● Task prompt
Convert the records into a numbered list with blank lines omitted, covering only the lines from the one containing "The user is looking at the wall" through the end of the records.

● Stored records
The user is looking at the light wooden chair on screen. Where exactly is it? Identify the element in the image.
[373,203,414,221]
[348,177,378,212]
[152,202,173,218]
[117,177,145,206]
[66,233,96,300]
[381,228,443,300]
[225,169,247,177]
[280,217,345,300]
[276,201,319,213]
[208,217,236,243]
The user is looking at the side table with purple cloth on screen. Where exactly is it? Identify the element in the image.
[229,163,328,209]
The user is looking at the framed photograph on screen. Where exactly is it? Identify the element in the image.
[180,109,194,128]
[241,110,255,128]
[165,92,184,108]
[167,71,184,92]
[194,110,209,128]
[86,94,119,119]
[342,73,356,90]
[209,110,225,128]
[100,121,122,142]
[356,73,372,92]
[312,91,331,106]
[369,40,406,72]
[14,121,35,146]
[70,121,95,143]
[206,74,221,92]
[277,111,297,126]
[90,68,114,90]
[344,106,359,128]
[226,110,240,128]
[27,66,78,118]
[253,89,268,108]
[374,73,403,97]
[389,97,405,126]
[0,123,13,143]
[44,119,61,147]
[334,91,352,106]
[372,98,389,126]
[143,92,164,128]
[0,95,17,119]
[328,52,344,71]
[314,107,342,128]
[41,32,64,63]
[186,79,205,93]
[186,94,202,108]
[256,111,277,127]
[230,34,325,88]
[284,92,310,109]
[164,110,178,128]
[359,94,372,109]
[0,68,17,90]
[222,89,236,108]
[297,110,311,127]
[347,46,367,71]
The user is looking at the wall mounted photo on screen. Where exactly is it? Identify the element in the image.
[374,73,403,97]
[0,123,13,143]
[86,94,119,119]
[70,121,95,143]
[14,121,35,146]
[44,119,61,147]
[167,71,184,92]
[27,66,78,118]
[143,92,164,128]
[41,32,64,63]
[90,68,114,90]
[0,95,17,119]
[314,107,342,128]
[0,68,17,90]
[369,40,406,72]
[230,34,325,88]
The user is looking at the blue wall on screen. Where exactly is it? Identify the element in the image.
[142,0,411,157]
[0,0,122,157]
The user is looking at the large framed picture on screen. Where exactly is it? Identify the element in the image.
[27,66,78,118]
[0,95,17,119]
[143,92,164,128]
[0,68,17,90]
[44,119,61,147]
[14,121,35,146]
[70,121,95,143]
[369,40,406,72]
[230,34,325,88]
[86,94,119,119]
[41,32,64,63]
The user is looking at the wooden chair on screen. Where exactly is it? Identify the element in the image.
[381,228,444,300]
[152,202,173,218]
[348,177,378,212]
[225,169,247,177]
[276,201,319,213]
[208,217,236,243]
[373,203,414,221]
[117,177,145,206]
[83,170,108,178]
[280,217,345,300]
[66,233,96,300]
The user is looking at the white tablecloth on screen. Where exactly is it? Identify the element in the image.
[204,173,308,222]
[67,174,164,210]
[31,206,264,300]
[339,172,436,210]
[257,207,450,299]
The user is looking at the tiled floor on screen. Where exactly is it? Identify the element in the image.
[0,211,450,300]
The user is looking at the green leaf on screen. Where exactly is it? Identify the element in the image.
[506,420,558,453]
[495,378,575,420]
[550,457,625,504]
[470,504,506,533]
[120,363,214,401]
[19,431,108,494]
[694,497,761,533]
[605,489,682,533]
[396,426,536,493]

● Solution to the problem
1. The user is looking at the wall mounted photo on screen. Where exactly is it? Identify the element in the image.
2. [374,73,403,97]
3. [0,123,13,143]
4. [86,94,119,119]
5. [70,121,95,143]
6. [14,121,35,146]
7. [44,119,61,147]
8. [167,71,184,92]
9. [27,66,78,118]
10. [143,92,164,128]
11. [41,32,64,63]
12. [90,68,114,90]
13. [0,95,17,119]
14. [314,107,342,128]
15. [0,68,17,90]
16. [369,40,406,72]
17. [230,34,325,88]
18. The user is looking at the blue wall on screen. Where exactly is it? Identify the element in the image.
19. [142,0,411,157]
20. [0,0,122,157]
21. The user is looking at the large framed picture on screen. Where exactly is it? Identify the element in the image.
22. [27,66,78,118]
23. [0,95,17,119]
24. [143,92,164,128]
25. [0,68,17,90]
26. [44,119,61,147]
27. [14,121,35,146]
28. [70,121,95,143]
29. [369,40,406,72]
30. [230,34,325,88]
31. [86,94,119,119]
32. [41,32,64,63]
33. The user is looking at the wooden chair on screen. Where exactly is it? Identify the element in the image.
34. [381,228,444,300]
35. [152,202,173,218]
36. [348,177,378,212]
37. [225,169,247,177]
38. [276,201,319,213]
39. [208,217,236,243]
40. [373,203,414,221]
41. [117,177,145,206]
42. [83,170,108,178]
43. [280,217,345,300]
44. [66,233,96,300]
45. The user is looking at the white tablecloth on screen. Where exactly is it? Identify the element in the image.
46. [204,173,308,222]
47. [67,174,164,210]
48. [31,206,264,300]
49. [339,172,436,210]
50. [257,207,450,299]
51. The user is looking at the tiled floor on screen. Where exactly is it? Identify the element in the image.
52. [0,211,450,300]
53. The user is looking at the green leaf on screen. Where exactly is it? Identify the element in the image.
54. [506,420,558,453]
55. [495,378,575,420]
56. [550,457,625,504]
57. [470,504,506,533]
58. [120,363,214,401]
59. [19,431,108,494]
60. [694,497,761,533]
61. [605,489,682,533]
62. [396,426,536,493]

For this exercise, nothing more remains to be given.